- _Text excerpt_

__________

On Thu, 1 May 2014, Duncan <1i5t5.dun...@cox.net> wrote:
> That's why I'm running raid1 for both data and metadata here.  I love
> btrfs' data/metadata checksumming and integrity mechanisms, and having
> that second copy to scrub from in the event of an error on one of them is
> just as important to me as the device-redundancy-and-failure-recovery bit.
> 
> I could get the latter on md/raid and did run it for some years, but the
> fact that there's no way to have it do routine read-time parity cross-
> check and scrub (or N-way checking and vote, rewriting to a bad copy on
> failure, in the case of raid1), even tho it has all the cross-checksums
> already there and available to do it, but only actually makes /use/ of
> that for recovery if a device fails...

Am I missing something or is it impossible to do a disk replace on BTRFS right 
now?

I can delete a device, I can add a device, but I'd like to replace a device.

If a disk has some bad sectors and I delete it from a RAID-1 (or RAID-5) array 
then I'll be one bad sector away from real data loss.  However if I could do a 
replace operation then the old disk would still be available if other disks 
don't work.

Currently it seems that the best thing to do if a disk in a RAID-1 array gets 
bad sectors is to shut the system down, run a program to read all the readable 
data and copy it to a fresh disk, then boot up again and run a scrub to fill 
the holes.  With modern disks that means 6+ hours of down-time for the copy.

__________

- _Record set_

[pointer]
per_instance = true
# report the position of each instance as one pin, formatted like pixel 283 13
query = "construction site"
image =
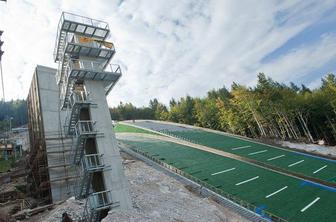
pixel 73 163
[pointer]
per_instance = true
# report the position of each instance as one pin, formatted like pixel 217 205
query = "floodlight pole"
pixel 3 88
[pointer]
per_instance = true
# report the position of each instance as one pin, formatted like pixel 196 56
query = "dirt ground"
pixel 156 197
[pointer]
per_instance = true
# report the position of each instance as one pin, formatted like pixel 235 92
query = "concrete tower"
pixel 84 77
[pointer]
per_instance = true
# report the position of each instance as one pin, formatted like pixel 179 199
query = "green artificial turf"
pixel 229 143
pixel 123 128
pixel 287 204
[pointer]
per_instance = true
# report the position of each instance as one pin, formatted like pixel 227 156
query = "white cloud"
pixel 171 48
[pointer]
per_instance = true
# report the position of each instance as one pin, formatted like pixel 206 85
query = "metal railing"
pixel 78 19
pixel 77 97
pixel 84 20
pixel 94 161
pixel 84 127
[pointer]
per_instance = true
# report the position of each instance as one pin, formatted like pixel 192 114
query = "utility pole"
pixel 1 53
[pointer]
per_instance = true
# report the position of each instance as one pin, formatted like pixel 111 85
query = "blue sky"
pixel 172 48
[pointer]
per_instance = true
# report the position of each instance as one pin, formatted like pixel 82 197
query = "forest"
pixel 15 109
pixel 268 110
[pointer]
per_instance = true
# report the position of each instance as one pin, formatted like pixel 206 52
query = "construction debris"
pixel 155 197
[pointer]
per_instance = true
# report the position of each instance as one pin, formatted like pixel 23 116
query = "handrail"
pixel 100 199
pixel 85 127
pixel 77 97
pixel 85 20
pixel 93 161
pixel 57 36
pixel 94 66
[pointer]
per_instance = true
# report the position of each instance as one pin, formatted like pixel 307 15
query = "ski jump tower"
pixel 85 76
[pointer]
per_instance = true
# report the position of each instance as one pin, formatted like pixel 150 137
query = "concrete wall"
pixel 61 173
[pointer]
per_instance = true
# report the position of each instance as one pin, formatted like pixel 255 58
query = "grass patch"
pixel 122 128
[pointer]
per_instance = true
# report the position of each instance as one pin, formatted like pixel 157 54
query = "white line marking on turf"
pixel 262 151
pixel 245 181
pixel 242 147
pixel 269 195
pixel 276 157
pixel 224 171
pixel 319 169
pixel 293 164
pixel 309 205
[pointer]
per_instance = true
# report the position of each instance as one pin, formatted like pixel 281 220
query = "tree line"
pixel 268 110
pixel 16 110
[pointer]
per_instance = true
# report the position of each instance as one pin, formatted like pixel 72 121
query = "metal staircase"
pixel 83 54
pixel 97 202
pixel 77 101
pixel 91 164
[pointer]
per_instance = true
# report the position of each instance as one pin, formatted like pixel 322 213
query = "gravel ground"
pixel 158 197
pixel 155 197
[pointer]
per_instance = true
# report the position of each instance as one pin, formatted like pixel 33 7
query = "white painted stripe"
pixel 269 195
pixel 245 181
pixel 224 171
pixel 242 147
pixel 316 171
pixel 309 205
pixel 262 151
pixel 293 164
pixel 276 157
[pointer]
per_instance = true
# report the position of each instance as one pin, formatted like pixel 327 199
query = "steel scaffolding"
pixel 83 53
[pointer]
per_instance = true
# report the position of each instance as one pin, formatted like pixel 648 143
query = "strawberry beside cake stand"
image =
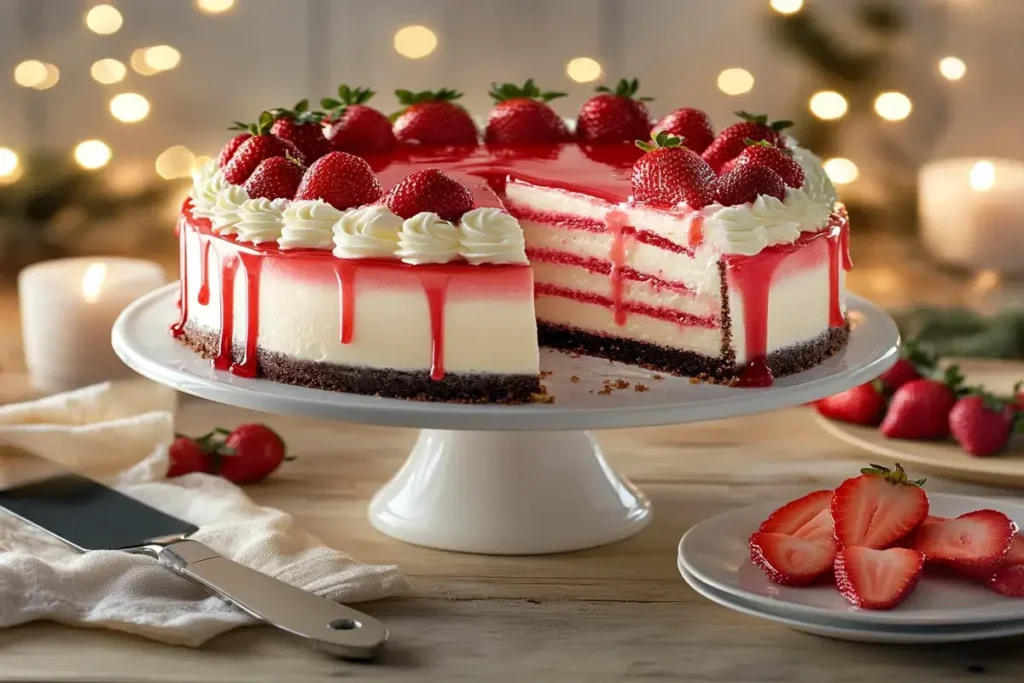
pixel 509 479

__________

- _Given exercise_
Render this sentence from the btrfs mailing-list post in German: "If a disk has some bad sectors and I delete it from a RAID-1 (or RAID-5) array then I'll be one bad sector away from real data loss."

- _Answer for the task_
Wenn eine Festplatte einige fehlerhafte Sektoren hat und ich sie aus einem RAID-1- (oder RAID-5-)Verbund entferne, bin ich nur einen fehlerhaften Sektor von echtem Datenverlust entfernt.